> _Task_: Pick out every line in the records below that contains the word "banner", and copy each one in full.

> _Material for this task_:
============================================================
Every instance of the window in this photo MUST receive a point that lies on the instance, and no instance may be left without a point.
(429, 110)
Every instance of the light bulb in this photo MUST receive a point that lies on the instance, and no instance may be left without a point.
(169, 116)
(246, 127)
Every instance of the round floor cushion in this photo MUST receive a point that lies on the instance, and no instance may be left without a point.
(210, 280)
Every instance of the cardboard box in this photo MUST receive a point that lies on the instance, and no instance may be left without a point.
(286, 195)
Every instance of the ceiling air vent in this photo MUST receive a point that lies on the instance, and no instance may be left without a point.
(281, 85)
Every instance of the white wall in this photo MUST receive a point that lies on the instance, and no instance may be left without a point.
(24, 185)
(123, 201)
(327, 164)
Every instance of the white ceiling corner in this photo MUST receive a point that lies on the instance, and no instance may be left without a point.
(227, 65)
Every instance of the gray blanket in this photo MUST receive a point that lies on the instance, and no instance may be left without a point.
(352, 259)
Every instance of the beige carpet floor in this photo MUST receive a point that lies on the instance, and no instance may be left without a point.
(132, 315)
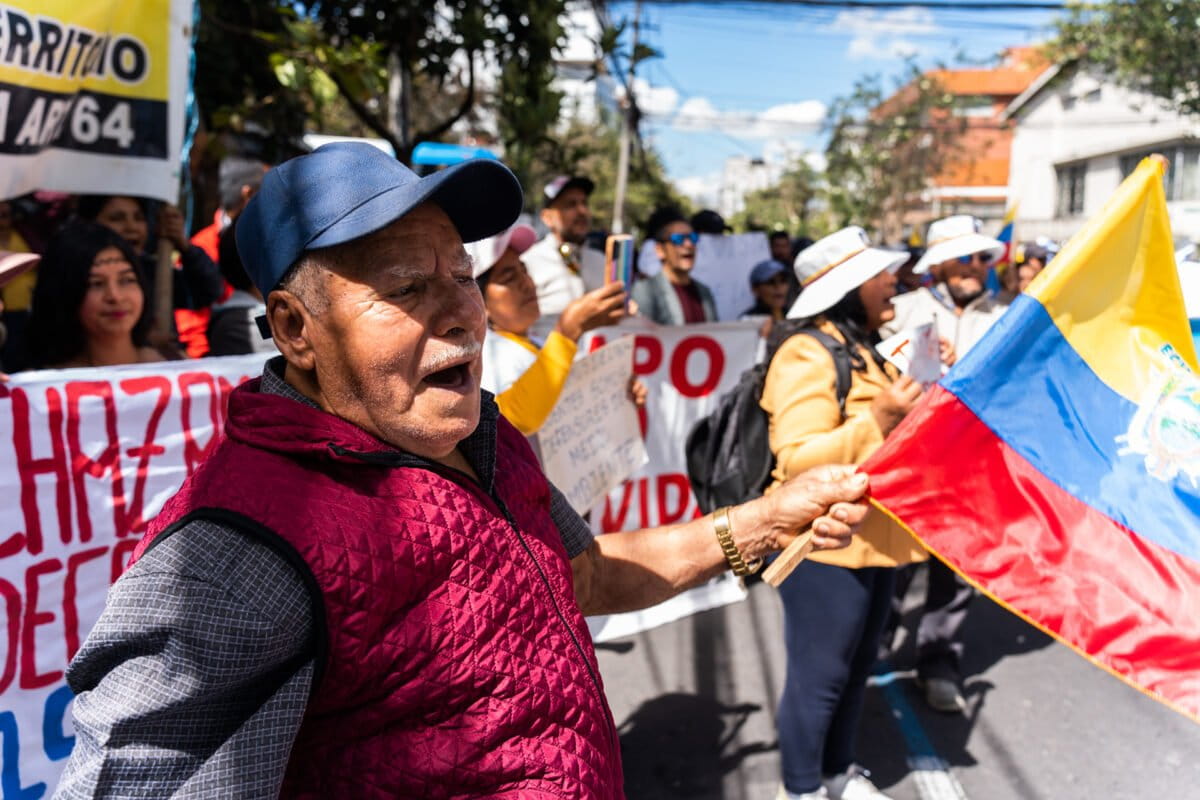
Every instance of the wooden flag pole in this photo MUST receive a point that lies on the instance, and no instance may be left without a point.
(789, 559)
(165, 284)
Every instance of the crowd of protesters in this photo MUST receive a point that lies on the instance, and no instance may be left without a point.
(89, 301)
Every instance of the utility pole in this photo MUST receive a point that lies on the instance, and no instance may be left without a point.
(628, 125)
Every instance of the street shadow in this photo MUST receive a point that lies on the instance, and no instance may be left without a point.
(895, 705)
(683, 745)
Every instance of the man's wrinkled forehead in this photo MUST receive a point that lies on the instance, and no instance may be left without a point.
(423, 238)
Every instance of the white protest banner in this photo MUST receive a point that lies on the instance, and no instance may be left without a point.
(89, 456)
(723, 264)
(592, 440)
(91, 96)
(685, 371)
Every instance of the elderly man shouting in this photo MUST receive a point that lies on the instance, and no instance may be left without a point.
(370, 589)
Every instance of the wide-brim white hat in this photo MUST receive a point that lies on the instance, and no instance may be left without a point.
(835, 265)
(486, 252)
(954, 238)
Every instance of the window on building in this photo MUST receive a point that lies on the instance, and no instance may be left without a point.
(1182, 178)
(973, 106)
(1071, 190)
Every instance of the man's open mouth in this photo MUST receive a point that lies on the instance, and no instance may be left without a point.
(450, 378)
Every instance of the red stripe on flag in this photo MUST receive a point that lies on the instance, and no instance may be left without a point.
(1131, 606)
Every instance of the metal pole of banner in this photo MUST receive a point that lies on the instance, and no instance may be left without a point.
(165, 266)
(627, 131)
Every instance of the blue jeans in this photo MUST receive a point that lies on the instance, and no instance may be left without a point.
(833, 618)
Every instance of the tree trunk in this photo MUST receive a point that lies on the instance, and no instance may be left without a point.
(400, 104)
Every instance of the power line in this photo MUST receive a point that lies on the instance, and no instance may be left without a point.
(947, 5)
============================================================
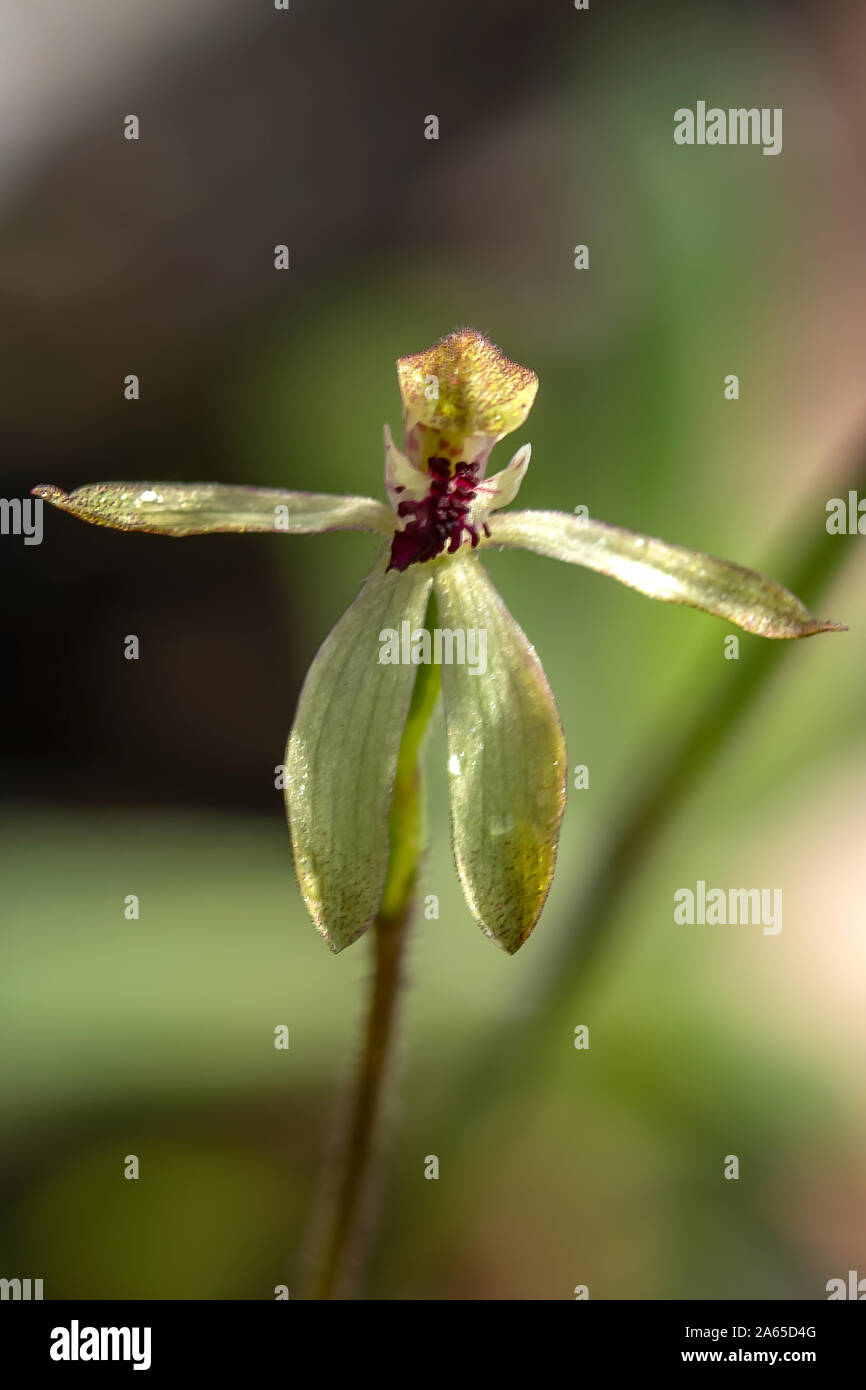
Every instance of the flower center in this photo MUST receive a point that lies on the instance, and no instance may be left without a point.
============================================================
> _The reply_:
Every instance of the white protest banner in this photo MUST receive a point that lies on the instance, and no instance may be left without a point.
Every instance of the metal pole of banner in this photo MUST receive a point that lies on the instance, and no instance may be left without a point.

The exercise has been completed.